# TO BE DONE:
From the line containing "Where can you see the white factory" to the end of the listing, write out every line exactly; leave out everything else.

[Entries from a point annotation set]

•••••

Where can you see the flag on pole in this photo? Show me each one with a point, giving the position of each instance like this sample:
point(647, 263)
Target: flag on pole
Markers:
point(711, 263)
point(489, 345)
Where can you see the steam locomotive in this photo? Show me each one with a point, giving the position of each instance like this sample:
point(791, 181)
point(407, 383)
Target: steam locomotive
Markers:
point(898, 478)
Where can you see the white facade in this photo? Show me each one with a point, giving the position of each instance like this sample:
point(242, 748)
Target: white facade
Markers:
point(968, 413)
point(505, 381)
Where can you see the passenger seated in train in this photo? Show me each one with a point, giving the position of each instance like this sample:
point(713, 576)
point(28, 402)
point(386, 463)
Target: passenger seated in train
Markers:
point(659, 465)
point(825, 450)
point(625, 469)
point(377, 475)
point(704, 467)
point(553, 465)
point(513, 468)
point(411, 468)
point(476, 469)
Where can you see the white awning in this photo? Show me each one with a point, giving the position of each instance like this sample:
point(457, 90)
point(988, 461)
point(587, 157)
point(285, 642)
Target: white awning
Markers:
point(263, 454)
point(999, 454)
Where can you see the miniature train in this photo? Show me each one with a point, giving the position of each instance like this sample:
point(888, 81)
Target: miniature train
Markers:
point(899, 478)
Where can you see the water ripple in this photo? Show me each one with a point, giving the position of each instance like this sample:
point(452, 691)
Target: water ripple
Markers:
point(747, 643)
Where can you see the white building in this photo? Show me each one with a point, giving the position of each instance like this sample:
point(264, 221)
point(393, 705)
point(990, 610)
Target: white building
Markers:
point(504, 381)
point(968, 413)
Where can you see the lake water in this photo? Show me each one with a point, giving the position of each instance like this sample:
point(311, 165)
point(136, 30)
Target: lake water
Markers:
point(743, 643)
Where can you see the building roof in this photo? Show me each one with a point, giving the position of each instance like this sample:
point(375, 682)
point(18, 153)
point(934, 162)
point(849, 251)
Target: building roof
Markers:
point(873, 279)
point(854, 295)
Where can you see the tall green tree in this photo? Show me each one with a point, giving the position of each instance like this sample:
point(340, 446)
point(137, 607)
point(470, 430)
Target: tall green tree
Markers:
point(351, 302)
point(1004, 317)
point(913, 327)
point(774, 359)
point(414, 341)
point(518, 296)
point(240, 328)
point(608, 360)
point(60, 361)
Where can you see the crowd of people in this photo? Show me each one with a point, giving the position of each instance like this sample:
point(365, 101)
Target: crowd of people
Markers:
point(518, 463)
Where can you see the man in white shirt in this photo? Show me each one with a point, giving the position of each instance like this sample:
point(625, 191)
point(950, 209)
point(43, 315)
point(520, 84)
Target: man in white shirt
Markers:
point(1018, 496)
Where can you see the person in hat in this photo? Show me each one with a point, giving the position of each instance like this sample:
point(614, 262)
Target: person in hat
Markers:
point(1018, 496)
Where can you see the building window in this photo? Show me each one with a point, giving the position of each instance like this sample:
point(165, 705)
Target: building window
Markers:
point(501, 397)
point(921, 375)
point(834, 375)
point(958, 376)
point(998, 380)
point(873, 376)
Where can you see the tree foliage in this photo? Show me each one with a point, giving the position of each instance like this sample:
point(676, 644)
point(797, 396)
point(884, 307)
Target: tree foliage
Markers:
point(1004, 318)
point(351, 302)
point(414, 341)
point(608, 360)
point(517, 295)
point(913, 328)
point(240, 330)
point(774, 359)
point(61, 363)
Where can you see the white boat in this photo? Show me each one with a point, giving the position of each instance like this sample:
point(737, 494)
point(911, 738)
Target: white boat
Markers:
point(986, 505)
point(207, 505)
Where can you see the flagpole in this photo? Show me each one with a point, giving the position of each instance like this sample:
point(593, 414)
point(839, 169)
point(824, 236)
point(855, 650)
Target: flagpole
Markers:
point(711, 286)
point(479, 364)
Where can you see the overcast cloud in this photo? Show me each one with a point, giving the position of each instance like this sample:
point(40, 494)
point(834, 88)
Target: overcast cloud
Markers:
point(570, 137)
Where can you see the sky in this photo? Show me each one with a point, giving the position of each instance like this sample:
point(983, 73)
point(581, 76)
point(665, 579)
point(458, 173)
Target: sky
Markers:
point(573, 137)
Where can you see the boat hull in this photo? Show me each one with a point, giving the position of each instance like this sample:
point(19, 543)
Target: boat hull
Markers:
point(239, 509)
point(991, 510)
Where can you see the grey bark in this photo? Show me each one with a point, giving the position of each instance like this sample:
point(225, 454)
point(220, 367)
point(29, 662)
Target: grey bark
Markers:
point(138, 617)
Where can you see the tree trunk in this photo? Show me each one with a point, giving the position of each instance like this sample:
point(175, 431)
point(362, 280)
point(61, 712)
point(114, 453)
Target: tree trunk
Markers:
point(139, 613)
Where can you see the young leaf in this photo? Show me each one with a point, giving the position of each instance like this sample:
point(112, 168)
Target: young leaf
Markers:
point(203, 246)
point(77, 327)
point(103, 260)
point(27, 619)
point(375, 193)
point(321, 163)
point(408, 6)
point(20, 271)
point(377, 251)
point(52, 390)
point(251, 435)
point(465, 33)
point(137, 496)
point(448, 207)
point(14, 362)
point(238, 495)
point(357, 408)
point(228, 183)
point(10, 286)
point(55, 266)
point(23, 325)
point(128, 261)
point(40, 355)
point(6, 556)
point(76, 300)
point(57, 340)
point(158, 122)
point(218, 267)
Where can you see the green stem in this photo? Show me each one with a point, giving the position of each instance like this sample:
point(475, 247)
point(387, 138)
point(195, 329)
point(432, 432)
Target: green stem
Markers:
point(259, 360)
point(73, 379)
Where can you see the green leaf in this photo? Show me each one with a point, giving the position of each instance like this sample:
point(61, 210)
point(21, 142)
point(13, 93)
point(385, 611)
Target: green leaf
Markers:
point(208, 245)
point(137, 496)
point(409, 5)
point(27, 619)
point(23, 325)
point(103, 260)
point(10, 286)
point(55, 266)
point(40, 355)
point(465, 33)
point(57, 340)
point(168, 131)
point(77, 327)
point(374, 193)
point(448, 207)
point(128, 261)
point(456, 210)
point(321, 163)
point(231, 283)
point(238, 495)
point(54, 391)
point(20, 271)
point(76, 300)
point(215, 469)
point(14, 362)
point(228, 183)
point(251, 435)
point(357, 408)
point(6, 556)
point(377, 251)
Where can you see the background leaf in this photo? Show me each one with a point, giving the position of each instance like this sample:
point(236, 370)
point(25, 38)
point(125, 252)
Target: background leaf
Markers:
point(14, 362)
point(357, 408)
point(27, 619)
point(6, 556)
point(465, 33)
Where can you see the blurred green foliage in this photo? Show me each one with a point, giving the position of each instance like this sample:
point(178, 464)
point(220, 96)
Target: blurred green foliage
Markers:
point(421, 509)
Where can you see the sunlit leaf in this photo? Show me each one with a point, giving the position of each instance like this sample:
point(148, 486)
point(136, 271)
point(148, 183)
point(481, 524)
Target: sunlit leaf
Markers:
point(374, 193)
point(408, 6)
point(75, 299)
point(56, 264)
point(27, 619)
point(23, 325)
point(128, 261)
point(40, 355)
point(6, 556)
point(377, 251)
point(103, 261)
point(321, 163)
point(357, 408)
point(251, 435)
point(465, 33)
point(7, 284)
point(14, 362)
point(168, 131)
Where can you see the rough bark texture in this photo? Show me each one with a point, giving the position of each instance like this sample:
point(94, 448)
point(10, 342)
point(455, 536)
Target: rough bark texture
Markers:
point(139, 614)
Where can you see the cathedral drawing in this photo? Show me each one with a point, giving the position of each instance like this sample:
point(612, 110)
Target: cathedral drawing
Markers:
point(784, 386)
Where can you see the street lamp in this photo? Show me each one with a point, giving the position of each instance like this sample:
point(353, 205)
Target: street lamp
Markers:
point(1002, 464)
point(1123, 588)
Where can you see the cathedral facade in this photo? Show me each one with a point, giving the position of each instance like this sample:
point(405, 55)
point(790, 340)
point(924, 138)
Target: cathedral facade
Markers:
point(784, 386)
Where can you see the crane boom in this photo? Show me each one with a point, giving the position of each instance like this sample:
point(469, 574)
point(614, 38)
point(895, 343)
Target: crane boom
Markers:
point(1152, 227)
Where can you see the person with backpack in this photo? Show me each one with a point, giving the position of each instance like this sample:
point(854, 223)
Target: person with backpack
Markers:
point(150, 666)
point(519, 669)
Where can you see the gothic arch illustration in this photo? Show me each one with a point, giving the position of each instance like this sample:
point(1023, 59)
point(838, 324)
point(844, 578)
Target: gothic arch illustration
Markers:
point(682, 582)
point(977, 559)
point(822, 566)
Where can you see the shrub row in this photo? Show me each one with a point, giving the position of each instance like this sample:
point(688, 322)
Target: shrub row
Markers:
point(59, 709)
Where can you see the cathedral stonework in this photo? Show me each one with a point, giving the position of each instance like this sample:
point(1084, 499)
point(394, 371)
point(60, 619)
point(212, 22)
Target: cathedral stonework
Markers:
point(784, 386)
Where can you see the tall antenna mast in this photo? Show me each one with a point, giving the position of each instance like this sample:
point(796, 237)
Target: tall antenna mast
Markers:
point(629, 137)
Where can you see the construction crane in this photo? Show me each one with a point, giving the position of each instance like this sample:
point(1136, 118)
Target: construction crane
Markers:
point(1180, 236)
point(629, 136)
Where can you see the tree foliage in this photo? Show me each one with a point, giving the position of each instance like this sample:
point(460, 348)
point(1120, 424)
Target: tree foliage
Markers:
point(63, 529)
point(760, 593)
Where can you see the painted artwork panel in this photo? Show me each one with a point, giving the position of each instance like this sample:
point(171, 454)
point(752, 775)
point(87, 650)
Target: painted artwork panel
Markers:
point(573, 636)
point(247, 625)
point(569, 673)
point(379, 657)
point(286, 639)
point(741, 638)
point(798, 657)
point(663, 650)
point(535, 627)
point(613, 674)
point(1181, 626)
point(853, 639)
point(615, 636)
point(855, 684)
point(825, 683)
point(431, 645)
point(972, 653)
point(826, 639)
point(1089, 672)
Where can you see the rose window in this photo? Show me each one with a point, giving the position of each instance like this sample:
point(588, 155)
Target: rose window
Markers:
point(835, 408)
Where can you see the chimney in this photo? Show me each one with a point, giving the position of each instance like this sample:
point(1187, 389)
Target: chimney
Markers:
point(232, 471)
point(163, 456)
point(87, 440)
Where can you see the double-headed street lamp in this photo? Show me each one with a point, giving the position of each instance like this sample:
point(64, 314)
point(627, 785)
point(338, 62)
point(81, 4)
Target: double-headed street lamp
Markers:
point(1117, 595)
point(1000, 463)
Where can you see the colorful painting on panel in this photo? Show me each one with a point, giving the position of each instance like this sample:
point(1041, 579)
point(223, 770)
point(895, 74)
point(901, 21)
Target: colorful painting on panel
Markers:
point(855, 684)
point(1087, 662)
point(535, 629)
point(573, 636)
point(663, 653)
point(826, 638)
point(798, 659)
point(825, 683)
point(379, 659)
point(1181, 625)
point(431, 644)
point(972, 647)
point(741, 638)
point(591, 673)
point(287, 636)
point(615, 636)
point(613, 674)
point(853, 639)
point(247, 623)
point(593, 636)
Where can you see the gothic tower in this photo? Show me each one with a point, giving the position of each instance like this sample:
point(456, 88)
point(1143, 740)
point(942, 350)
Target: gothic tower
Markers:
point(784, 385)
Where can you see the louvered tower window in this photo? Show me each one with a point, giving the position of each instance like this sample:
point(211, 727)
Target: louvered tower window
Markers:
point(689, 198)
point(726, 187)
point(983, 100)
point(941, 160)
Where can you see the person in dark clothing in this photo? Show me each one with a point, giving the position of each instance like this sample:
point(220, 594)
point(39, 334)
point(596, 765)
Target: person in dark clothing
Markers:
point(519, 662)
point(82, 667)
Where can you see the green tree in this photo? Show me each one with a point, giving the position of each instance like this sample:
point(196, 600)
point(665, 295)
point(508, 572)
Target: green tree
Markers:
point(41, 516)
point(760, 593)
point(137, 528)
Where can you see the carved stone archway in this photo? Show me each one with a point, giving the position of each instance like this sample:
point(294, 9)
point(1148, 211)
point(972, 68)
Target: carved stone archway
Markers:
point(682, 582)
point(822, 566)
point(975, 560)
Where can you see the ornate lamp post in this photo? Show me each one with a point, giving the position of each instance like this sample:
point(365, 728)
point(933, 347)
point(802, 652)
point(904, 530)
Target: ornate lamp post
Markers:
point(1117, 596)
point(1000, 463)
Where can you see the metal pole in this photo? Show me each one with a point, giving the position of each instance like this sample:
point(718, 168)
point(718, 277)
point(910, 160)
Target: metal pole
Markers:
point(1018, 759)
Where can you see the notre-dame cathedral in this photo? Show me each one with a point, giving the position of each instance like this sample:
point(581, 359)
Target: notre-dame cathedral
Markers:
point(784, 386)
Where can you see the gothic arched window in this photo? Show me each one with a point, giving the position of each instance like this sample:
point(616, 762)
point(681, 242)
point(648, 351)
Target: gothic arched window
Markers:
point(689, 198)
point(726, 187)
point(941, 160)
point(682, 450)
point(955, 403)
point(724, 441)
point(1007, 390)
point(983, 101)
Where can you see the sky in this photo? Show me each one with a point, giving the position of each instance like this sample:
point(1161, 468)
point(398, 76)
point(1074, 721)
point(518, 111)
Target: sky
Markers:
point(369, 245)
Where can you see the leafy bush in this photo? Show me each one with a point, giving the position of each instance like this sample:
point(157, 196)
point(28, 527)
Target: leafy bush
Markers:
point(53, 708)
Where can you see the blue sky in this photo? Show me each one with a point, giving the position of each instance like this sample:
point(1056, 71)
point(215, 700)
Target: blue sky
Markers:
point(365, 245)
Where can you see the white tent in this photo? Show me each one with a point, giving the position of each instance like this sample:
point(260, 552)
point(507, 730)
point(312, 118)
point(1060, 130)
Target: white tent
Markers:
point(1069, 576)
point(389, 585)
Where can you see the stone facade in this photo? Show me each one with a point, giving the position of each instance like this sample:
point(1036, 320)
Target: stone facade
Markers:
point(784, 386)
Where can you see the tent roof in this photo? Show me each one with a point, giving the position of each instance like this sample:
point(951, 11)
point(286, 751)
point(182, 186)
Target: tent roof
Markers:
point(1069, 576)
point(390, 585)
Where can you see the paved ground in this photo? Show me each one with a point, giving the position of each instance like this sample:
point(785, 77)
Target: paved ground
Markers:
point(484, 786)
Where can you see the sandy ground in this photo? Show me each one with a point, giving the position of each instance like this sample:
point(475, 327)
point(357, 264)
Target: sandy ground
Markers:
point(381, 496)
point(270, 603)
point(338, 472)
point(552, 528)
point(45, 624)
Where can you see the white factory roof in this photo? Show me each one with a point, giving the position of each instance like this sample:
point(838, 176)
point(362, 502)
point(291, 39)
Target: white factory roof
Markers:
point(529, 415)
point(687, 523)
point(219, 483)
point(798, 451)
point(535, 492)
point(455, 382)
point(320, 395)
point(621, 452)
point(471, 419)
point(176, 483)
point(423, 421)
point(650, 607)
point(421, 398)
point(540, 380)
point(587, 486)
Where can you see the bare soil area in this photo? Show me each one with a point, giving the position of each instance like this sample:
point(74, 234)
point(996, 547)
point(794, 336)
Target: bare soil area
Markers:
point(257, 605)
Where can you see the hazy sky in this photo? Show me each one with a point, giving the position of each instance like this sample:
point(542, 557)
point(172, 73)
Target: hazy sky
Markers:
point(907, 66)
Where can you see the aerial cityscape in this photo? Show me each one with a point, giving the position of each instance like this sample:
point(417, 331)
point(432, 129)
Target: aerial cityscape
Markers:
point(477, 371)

•••••

# OUTPUT FOR THIS EXERCISE:
Where can you see the white factory roof in this photo? Show me each one with a point, giving the position of each instance like this sample:
point(838, 176)
point(362, 502)
point(291, 39)
Target: white factory roof
Markers:
point(529, 415)
point(687, 523)
point(219, 483)
point(798, 451)
point(535, 492)
point(455, 382)
point(320, 395)
point(621, 452)
point(471, 419)
point(176, 483)
point(423, 421)
point(650, 607)
point(421, 398)
point(540, 380)
point(587, 486)
Where can you see the bare soil area in this photo? Show me each one with a point, giving the position of each instance like this sample:
point(74, 234)
point(996, 547)
point(794, 336)
Target: bare soil area
Markers:
point(257, 605)
Where can you see the hazy sky in this photo? Show me each one with a point, giving the position of each instance like this sample:
point(542, 557)
point(172, 73)
Target: hazy sky
Markers:
point(907, 66)
Where can you see the aerial cityscape in this photo? Show me each one with a point, giving the position of each instance like this sample:
point(417, 331)
point(432, 129)
Target: aerial cityscape
Markers:
point(477, 371)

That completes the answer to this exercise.